■ WORK INSTRUCTION: Repeat the listing below verbatim, without its images.

■ DATASET ENTRIES:
= = =
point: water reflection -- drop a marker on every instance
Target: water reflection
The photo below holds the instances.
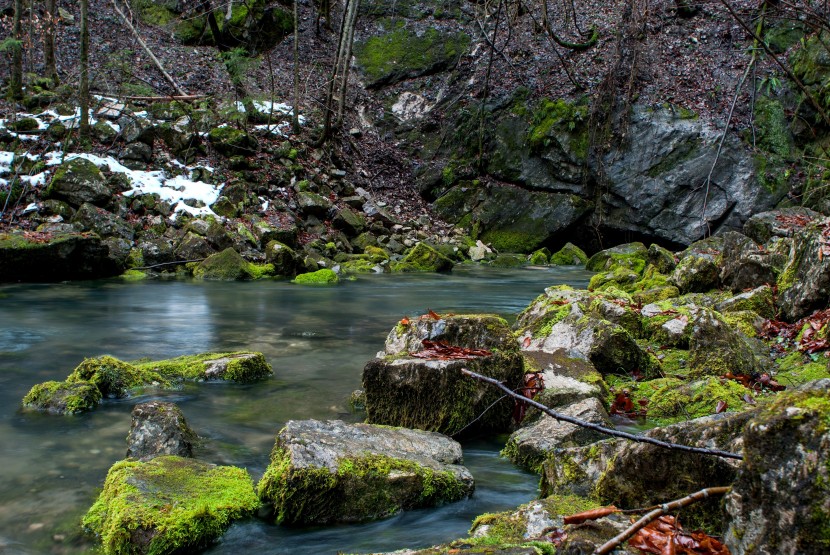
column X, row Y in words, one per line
column 317, row 340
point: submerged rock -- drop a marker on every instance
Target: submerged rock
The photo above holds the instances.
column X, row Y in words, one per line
column 159, row 428
column 432, row 394
column 780, row 502
column 323, row 472
column 168, row 505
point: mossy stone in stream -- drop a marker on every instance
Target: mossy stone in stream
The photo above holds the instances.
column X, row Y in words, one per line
column 168, row 505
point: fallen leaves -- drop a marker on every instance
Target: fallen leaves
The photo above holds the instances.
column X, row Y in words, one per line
column 665, row 536
column 440, row 350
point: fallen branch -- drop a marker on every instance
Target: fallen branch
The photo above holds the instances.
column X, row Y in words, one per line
column 149, row 52
column 617, row 540
column 602, row 429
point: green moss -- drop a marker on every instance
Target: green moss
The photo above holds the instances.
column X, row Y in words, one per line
column 404, row 53
column 113, row 377
column 320, row 277
column 170, row 504
column 359, row 489
column 192, row 367
column 63, row 397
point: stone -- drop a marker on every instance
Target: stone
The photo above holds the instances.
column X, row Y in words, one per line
column 779, row 223
column 79, row 181
column 168, row 505
column 159, row 428
column 780, row 501
column 102, row 222
column 423, row 258
column 54, row 257
column 432, row 394
column 530, row 445
column 325, row 472
column 635, row 474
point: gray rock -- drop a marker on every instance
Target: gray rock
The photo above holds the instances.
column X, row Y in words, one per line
column 79, row 181
column 432, row 394
column 323, row 472
column 780, row 501
column 529, row 446
column 159, row 428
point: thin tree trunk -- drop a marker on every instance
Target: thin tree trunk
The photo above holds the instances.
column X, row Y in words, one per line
column 16, row 85
column 84, row 88
column 295, row 117
column 49, row 41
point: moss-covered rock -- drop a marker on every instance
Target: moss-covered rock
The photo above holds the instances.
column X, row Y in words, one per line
column 432, row 394
column 63, row 397
column 404, row 53
column 323, row 276
column 323, row 472
column 423, row 258
column 569, row 255
column 168, row 505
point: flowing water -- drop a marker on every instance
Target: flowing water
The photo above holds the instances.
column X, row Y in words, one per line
column 317, row 339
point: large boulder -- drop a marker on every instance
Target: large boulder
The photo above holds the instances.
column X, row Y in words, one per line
column 168, row 505
column 79, row 181
column 529, row 446
column 324, row 472
column 780, row 501
column 45, row 256
column 431, row 393
column 159, row 428
column 635, row 474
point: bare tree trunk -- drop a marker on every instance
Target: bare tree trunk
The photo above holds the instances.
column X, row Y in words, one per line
column 295, row 117
column 49, row 41
column 16, row 85
column 84, row 88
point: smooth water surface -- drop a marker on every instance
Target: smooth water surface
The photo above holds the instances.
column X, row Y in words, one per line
column 317, row 340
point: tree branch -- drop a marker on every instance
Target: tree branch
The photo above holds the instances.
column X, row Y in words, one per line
column 616, row 541
column 601, row 429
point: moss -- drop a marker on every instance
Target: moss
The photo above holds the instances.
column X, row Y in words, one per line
column 63, row 397
column 113, row 377
column 168, row 505
column 360, row 488
column 404, row 53
column 193, row 367
column 320, row 277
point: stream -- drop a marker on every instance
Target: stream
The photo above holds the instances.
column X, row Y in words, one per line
column 317, row 340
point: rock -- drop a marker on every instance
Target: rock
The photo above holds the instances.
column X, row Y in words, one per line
column 286, row 262
column 105, row 224
column 324, row 472
column 779, row 223
column 529, row 446
column 62, row 397
column 569, row 255
column 432, row 394
column 137, row 129
column 54, row 257
column 229, row 141
column 159, row 428
column 633, row 474
column 227, row 265
column 423, row 258
column 716, row 348
column 745, row 265
column 780, row 501
column 79, row 181
column 168, row 505
column 804, row 285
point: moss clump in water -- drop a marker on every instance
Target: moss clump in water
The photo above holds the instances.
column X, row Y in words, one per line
column 168, row 505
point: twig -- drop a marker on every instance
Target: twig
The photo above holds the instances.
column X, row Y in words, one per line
column 149, row 52
column 601, row 429
column 614, row 542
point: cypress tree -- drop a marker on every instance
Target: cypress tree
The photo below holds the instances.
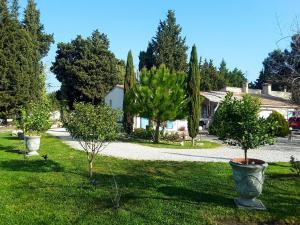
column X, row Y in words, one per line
column 129, row 82
column 193, row 88
column 15, row 9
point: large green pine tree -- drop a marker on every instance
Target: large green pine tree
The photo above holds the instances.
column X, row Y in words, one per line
column 129, row 83
column 167, row 47
column 193, row 89
column 86, row 68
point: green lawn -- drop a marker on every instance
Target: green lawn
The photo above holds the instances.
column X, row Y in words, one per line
column 177, row 145
column 58, row 192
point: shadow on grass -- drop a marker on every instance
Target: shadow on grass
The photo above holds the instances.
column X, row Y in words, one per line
column 31, row 166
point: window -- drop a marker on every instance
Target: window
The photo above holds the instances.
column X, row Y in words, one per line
column 169, row 125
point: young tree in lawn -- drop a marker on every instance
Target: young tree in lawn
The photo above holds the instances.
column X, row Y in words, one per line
column 94, row 127
column 160, row 96
column 193, row 88
column 129, row 82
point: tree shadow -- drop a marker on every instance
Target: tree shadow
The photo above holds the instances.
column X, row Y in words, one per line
column 188, row 195
column 31, row 166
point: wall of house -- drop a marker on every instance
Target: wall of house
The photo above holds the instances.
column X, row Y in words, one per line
column 115, row 98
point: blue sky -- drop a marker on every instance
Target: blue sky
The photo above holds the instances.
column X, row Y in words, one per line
column 242, row 32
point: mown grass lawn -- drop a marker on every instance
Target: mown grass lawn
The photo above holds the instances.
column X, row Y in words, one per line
column 176, row 145
column 57, row 191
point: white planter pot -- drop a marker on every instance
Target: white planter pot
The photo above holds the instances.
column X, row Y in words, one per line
column 32, row 144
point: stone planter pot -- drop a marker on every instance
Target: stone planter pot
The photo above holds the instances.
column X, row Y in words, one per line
column 249, row 179
column 32, row 144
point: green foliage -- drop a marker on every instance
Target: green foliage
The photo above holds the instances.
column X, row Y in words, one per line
column 167, row 47
column 90, row 123
column 193, row 89
column 160, row 96
column 238, row 120
column 129, row 83
column 86, row 68
column 35, row 118
column 94, row 127
column 282, row 127
column 295, row 165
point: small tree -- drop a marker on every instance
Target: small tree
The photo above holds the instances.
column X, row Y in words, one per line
column 94, row 127
column 238, row 120
column 160, row 96
column 193, row 87
column 282, row 128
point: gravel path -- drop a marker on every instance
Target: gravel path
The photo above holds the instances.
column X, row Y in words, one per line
column 280, row 152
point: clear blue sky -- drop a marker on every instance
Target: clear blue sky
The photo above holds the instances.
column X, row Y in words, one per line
= = =
■ RESPONSE AREA:
point: water reflection -- drop a marker on every instance
Target: water reflection
The photo below holds the instances.
column X, row Y in words, one per line
column 317, row 340
point: submerged rock -- drop a marker on every instance
Target: submerged rock
The photo above holds the instances.
column X, row Y in words, one per line
column 159, row 428
column 432, row 394
column 780, row 502
column 323, row 472
column 168, row 505
point: mossy stone in stream -- drop a marker on every instance
Target: mossy stone in stream
The photo above holds the instances.
column X, row Y in words, one per line
column 168, row 505
point: fallen leaves -- drop a marker on every instance
Target: fallen leaves
The photo above holds the instances.
column X, row Y in words, one per line
column 665, row 536
column 440, row 350
point: fallen branch -- drop a marker on every instance
Target: fallen branch
The photo above holds the instances.
column X, row Y in words, one per line
column 149, row 52
column 617, row 540
column 602, row 429
point: green moss -- drop a marker on every instance
Target: green moss
The photo above holds the instances.
column X, row Y in words, one per line
column 404, row 53
column 113, row 377
column 320, row 277
column 170, row 504
column 359, row 489
column 192, row 367
column 63, row 397
point: stone -- drop a marker on every instance
Target: stone
The photo above holds the instances.
column X, row Y in words, one per line
column 779, row 223
column 79, row 181
column 168, row 505
column 159, row 428
column 780, row 501
column 102, row 222
column 423, row 258
column 54, row 257
column 432, row 394
column 530, row 445
column 325, row 472
column 635, row 474
point: gray rock -- drop a marker on every instance
Target: gray rock
The photo above holds the instances.
column X, row Y in words, one per line
column 79, row 181
column 432, row 394
column 323, row 472
column 780, row 501
column 529, row 446
column 159, row 428
point: thin tree trunk -- drop a marker on every instance
Target: thin tree trunk
The photo above holds the instances.
column X, row Y in words, one per line
column 16, row 85
column 84, row 88
column 295, row 117
column 49, row 41
point: moss-covered rock -- drop a marker on every instance
Target: moss-covered rock
The photo above holds the instances.
column X, row Y in words, one per line
column 432, row 394
column 63, row 397
column 404, row 53
column 323, row 276
column 323, row 472
column 423, row 258
column 569, row 255
column 168, row 505
point: flowing water -- drop a marker on every instance
Target: flowing water
The photo above holds the instances.
column X, row Y in words, one per line
column 317, row 339
point: large boulder -- drop a marker on every instance
Target: large boulder
The photo above holds the instances.
column X, row Y in words, one per line
column 168, row 505
column 79, row 181
column 529, row 446
column 324, row 472
column 780, row 501
column 45, row 256
column 431, row 393
column 159, row 428
column 635, row 474
point: bare tree trunk -- drop a marker on every instance
Target: bare tree trunk
The photo above holds the instances.
column X, row Y in words, one per line
column 295, row 117
column 49, row 41
column 16, row 85
column 84, row 88
point: smooth water surface -- drop a marker on every instance
Target: smooth water surface
The photo above holds the instances.
column X, row Y in words, one per line
column 317, row 340
point: tree branch -- drop a marker on every instance
Target: tree branch
The photo above holds the instances.
column X, row Y in words, one per line
column 616, row 541
column 601, row 429
point: moss -- drop a marker on every instance
Target: moss
The photo above holds the instances.
column X, row Y in words, one per line
column 63, row 397
column 113, row 377
column 168, row 505
column 360, row 488
column 404, row 53
column 193, row 367
column 320, row 277
point: stream -- drop a marker on every instance
Target: stream
The photo above holds the instances.
column X, row Y in words, one per line
column 317, row 340
point: rock -- drop a marker on every instance
Target: rock
The photo above holds the instances.
column X, row Y in words, one per line
column 286, row 262
column 105, row 224
column 324, row 472
column 779, row 223
column 529, row 446
column 62, row 397
column 569, row 255
column 432, row 394
column 137, row 129
column 54, row 257
column 229, row 141
column 159, row 428
column 633, row 474
column 227, row 265
column 423, row 258
column 716, row 348
column 745, row 265
column 780, row 501
column 79, row 181
column 168, row 505
column 804, row 285
point: moss clump in water -- drop a marker on every instance
Target: moss clump in water
The photo above holds the instances.
column X, row Y in words, one per line
column 168, row 505
point: twig -- drop a marker on every instance
Target: twig
The photo above holds the instances.
column X, row Y in words, one per line
column 149, row 52
column 601, row 429
column 614, row 542
point: cypress tree -- drop a marker on every instance
Target: cypress tree
The photo below holds the instances.
column X, row Y in words, one per line
column 129, row 82
column 193, row 88
column 15, row 9
point: large green pine tree -- drop a marker on every instance
Target: large green pine tree
The photo above holds the instances.
column X, row Y in words, one per line
column 129, row 83
column 167, row 47
column 193, row 89
column 86, row 68
point: green lawn -- drop a marker on every instance
Target: green lawn
The photo above holds the instances.
column X, row Y in words, one per line
column 177, row 145
column 58, row 192
point: shadow on grass -- drop a marker on every instance
Target: shadow on grass
The photo above holds the instances.
column X, row Y in words, one per line
column 31, row 166
point: window -- drop a marker on every instance
Target: window
The photo above holds the instances.
column X, row Y in words, one per line
column 169, row 125
point: young tree in lawn -- drop a marker on every instance
Target: young tree in lawn
The photo above holds the instances.
column X, row Y in words, one per line
column 94, row 127
column 160, row 96
column 193, row 88
column 129, row 82
point: tree shadow -- drop a marker on every instance
Target: tree shadow
The photo above holds the instances.
column X, row Y in words, one per line
column 188, row 195
column 31, row 166
point: wall of house -- drop a marker on every instance
Target: wall of house
The photo above holds the instances.
column X, row Y in words, one per line
column 115, row 98
point: blue sky -- drop a marker on every instance
Target: blue sky
The photo above holds the instances.
column X, row Y in words, one per line
column 242, row 32
point: mown grass lawn -- drop a marker on every instance
Target: mown grass lawn
The photo above holds the instances.
column X, row Y in words, one per line
column 176, row 145
column 57, row 191
point: white planter pot -- drop a marker on every instance
Target: white planter pot
The photo above holds the instances.
column X, row Y in words, one per line
column 32, row 144
point: stone planter pot -- drop a marker on every instance
Target: stone planter pot
The photo above holds the instances.
column X, row Y in words, one per line
column 249, row 179
column 32, row 144
point: green foliage -- drop a marker on every instance
Target: green foliage
The photo above holds the instances.
column X, row Y in words, one per line
column 167, row 47
column 90, row 123
column 193, row 89
column 160, row 96
column 238, row 120
column 129, row 83
column 86, row 68
column 35, row 118
column 94, row 127
column 282, row 127
column 295, row 165
point: small tree -- drop a marker on every instance
Target: small tree
The photo above holds the instances.
column X, row Y in words, one per line
column 94, row 127
column 238, row 120
column 160, row 96
column 193, row 87
column 282, row 128
point: gravel path -- drop a marker on every instance
Target: gravel path
The photo above holds the instances.
column X, row Y in words, one per line
column 280, row 152
point: clear blue sky -- drop a marker on every instance
Target: clear blue sky
The photo above holds the instances.
column X, row Y in words, one per line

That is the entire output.